• Texto proporcionado:
***
El Proceso de Ribadavia
Entre 1492 y 1595, los judíos de Ribadavia vivieron relativamente tranquilos, simulando ser cristianos y practicando clandestinamente su religión. Tenían especial cuidado en iniciar a los jóvenes en la adolescencia. Este relevo generacional, que abarcó cuatro generaciones, fue crucial para garantizar la continuidad histórica del judaísmo ribadaviense. De hecho, la mayoría de los detenidos y condenados entre 1606 y 1610 fueron jóvenes de veinte años. El papel principal en la transmisión de la tradición lo jugaban las mujeres, las madres y las abuelas, así como matriarcas judías como Branca Vázquez y Ana Méndez, ya fallecidas cuando llegó la represión, que también enseñaban los ritos y ceremonias de la Ley de Moisés en la comunidad judaizante de Ribadavia.
***
• Información proporcionada:

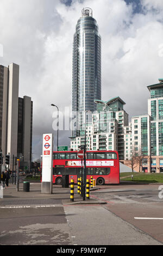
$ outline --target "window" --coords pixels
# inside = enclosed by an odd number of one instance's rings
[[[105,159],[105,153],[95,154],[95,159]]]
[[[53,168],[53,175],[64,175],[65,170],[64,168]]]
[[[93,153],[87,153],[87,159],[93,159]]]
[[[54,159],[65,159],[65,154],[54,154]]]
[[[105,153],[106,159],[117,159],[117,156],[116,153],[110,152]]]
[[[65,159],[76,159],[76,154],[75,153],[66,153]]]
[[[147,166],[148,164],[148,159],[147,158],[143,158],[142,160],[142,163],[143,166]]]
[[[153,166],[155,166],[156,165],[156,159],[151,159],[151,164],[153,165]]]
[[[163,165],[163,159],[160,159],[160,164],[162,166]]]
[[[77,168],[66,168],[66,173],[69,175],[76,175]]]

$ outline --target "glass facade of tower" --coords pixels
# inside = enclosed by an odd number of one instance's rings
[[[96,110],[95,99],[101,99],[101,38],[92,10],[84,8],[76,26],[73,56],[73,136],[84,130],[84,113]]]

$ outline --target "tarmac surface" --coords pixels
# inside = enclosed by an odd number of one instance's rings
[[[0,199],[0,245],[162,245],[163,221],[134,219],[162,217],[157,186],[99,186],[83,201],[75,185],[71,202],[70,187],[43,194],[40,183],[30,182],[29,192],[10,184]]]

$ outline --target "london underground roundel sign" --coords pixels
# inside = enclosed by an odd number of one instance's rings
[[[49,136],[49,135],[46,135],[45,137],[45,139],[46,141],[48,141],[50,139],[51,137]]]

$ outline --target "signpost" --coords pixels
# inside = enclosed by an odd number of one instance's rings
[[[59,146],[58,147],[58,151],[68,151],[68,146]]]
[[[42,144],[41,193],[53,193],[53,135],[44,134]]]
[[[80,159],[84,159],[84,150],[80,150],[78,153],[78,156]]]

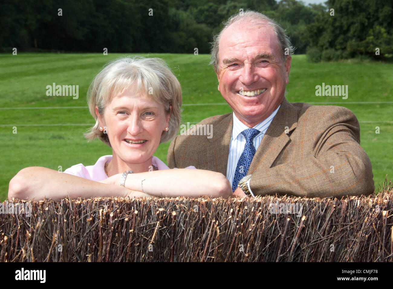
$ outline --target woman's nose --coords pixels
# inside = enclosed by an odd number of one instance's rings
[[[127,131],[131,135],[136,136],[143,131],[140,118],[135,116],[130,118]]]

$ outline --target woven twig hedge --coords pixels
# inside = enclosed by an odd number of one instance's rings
***
• Acciones a realizar:
- a) Según el texto sobre el Proceso de Ribadavia, ¿por qué era importante iniciar a los jóvenes en la adolescencia? Responde en una a tres oraciones.
- b) Devuelve sin cambios el fragmento del texto sobre el Proceso de Ribadavia que va desde "El Proceso de" hasta "judaizante de Ribadavia.", ambos incluidos.
Los registros no guardan relación con el texto.

• Los resultados:
- a) Esa iniciación aseguraba el relevo generacional, que abarcó cuatro generaciones. Según el texto, ese relevo fue crucial para garantizar la continuidad histórica del judaísmo ribadaviense.

- b)
El Proceso de Ribadavia
Entre 1492 y 1595, los judíos de Ribadavia vivieron relativamente tranquilos, simulando ser cristianos y practicando clandestinamente su religión. Tenían especial cuidado en iniciar a los jóvenes en la adolescencia. Este relevo generacional, que abarcó cuatro generaciones, fue crucial para garantizar la continuidad histórica del judaísmo ribadaviense. De hecho, la mayoría de los detenidos y condenados entre 1606 y 1610 fueron jóvenes de veinte años. El papel principal en la transmisión de la tradición lo jugaban las mujeres, las madres y las abuelas, así como matriarcas judías como Branca Vázquez y Ana Méndez, ya fallecidas cuando llegó la represión, que también enseñaban los ritos y ceremonias de la Ley de Moisés en la comunidad judaizante de Ribadavia.